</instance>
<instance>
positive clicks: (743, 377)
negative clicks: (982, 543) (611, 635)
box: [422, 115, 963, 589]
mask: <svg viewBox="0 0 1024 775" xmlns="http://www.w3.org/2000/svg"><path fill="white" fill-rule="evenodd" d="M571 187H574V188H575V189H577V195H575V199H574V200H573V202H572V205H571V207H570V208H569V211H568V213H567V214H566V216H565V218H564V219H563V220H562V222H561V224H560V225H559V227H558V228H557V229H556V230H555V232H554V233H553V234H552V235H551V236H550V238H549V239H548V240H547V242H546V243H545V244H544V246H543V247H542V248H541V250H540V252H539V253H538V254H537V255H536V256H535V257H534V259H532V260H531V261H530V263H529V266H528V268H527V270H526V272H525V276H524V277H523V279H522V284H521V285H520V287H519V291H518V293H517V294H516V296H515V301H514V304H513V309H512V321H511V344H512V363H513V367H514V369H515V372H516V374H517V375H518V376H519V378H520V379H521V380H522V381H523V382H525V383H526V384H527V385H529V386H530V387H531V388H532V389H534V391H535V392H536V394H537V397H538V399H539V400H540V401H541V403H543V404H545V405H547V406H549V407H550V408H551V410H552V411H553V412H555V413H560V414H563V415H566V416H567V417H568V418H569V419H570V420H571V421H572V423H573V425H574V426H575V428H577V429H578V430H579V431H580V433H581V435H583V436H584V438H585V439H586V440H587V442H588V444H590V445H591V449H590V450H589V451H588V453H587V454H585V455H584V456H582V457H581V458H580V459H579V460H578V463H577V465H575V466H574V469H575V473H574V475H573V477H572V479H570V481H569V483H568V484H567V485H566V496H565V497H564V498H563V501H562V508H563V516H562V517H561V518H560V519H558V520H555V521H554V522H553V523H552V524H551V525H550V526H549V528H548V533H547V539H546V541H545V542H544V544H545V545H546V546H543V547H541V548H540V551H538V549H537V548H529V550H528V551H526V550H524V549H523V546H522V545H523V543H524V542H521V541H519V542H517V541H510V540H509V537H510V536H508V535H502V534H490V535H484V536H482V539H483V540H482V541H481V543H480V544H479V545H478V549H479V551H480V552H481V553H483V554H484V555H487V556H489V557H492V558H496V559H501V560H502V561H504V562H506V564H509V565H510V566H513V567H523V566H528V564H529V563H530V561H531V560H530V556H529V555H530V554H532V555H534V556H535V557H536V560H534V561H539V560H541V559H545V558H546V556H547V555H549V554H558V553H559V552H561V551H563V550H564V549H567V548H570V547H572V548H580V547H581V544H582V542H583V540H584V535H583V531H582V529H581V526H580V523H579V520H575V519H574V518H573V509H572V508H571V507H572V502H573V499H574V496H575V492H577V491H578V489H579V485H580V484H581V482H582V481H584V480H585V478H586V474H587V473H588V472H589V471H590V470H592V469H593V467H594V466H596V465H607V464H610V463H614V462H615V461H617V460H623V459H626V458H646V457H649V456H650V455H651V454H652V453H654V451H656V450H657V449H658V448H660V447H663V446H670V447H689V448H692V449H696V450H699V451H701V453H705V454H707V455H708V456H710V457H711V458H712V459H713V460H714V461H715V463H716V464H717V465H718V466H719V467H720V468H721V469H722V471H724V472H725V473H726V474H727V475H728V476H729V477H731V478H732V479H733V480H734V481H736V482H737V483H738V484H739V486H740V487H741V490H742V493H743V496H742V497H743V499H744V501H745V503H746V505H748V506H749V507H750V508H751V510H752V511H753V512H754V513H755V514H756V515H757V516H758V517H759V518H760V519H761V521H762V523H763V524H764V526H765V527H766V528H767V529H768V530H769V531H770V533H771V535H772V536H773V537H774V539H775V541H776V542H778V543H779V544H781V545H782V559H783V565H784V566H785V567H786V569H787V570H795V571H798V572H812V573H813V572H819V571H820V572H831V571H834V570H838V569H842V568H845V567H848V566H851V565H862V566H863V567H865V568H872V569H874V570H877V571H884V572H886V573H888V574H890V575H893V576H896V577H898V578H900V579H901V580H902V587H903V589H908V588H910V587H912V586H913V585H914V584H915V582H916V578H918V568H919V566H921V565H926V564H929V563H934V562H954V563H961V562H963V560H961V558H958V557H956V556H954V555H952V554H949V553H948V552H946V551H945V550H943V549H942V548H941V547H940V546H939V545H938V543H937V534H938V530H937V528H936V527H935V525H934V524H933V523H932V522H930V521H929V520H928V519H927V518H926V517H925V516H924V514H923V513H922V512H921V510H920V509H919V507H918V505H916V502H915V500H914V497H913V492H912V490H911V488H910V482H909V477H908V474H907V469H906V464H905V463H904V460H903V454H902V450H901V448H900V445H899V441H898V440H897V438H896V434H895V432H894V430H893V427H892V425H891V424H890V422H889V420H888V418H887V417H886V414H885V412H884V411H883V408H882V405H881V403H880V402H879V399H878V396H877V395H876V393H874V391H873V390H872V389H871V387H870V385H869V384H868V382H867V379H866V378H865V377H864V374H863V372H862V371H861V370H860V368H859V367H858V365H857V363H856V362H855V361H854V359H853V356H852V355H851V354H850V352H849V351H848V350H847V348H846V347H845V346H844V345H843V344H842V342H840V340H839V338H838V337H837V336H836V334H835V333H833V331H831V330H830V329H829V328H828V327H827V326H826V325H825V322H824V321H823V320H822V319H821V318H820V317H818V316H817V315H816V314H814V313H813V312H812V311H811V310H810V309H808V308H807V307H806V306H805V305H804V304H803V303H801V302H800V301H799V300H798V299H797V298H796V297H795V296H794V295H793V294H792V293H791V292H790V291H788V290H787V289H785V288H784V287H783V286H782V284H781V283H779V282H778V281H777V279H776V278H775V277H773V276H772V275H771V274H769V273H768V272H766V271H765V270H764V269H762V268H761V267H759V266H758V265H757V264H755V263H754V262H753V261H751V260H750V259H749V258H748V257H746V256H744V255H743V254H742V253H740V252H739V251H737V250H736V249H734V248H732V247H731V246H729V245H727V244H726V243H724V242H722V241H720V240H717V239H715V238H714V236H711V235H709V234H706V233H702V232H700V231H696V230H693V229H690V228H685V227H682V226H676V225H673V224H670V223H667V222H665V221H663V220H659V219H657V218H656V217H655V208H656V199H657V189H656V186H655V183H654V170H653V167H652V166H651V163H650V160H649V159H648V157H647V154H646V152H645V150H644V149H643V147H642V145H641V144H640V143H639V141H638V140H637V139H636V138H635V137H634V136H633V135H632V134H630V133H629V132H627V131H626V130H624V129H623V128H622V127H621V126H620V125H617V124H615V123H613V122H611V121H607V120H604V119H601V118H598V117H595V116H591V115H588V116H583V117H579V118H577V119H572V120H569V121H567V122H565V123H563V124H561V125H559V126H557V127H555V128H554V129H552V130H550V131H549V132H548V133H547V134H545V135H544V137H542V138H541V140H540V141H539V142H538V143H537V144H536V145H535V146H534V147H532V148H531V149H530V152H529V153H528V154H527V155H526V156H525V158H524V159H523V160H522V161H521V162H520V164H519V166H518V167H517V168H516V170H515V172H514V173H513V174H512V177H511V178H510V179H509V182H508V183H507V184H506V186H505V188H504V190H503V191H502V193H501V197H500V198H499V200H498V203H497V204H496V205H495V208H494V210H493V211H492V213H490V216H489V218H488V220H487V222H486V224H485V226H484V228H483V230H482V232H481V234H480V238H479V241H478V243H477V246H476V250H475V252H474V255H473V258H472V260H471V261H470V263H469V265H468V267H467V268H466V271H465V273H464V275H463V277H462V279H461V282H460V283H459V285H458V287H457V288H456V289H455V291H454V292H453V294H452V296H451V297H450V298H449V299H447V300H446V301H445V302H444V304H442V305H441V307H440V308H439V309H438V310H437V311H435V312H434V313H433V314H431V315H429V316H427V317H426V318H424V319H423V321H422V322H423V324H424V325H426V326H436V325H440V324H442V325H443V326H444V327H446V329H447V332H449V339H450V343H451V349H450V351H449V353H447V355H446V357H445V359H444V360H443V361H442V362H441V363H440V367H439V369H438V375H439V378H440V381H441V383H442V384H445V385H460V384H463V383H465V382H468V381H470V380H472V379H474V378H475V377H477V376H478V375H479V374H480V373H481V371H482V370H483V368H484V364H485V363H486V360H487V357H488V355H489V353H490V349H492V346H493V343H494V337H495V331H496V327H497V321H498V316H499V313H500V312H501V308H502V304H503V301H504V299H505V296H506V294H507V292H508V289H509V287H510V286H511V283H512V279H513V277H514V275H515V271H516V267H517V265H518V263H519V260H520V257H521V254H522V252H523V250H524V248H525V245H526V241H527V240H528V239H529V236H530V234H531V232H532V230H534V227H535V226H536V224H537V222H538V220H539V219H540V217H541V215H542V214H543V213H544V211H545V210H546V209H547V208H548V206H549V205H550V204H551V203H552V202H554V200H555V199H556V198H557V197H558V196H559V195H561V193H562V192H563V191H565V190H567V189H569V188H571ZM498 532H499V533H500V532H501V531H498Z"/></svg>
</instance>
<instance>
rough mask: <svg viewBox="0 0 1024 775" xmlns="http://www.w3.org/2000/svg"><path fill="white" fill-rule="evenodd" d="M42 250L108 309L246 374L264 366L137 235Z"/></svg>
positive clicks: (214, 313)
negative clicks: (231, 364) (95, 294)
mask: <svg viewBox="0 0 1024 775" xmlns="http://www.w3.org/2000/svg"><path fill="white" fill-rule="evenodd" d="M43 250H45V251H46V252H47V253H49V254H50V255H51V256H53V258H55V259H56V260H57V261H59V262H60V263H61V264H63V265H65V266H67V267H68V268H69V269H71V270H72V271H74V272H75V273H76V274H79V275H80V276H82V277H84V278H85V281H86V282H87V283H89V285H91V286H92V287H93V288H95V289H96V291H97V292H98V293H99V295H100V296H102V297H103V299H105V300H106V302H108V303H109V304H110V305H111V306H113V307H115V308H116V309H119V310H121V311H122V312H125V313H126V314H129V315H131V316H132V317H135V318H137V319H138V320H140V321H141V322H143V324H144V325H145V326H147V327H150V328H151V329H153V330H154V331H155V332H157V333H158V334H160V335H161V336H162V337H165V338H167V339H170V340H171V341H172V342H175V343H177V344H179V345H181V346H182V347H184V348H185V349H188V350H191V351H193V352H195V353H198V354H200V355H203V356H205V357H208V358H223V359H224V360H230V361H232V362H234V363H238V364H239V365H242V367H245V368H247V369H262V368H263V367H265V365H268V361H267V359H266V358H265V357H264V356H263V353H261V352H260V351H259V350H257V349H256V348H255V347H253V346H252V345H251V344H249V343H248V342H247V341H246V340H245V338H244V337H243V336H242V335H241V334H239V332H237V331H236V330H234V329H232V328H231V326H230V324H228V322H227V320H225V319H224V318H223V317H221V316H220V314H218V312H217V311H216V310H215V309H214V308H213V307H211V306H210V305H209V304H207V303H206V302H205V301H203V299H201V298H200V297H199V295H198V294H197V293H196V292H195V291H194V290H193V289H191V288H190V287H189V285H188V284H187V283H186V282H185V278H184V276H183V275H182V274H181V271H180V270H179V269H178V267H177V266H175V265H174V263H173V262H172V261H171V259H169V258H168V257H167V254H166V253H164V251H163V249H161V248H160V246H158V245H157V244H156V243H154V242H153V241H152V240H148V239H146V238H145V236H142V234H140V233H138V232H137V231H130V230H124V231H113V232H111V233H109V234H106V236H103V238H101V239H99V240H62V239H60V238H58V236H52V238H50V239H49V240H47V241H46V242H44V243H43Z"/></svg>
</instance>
═══
— TASK GOAL —
Identify every line of the data above that contains the string "positive", and copy each of those lines.

— FINISHED EXERCISE —
positive clicks: (743, 377)
positive clicks: (214, 313)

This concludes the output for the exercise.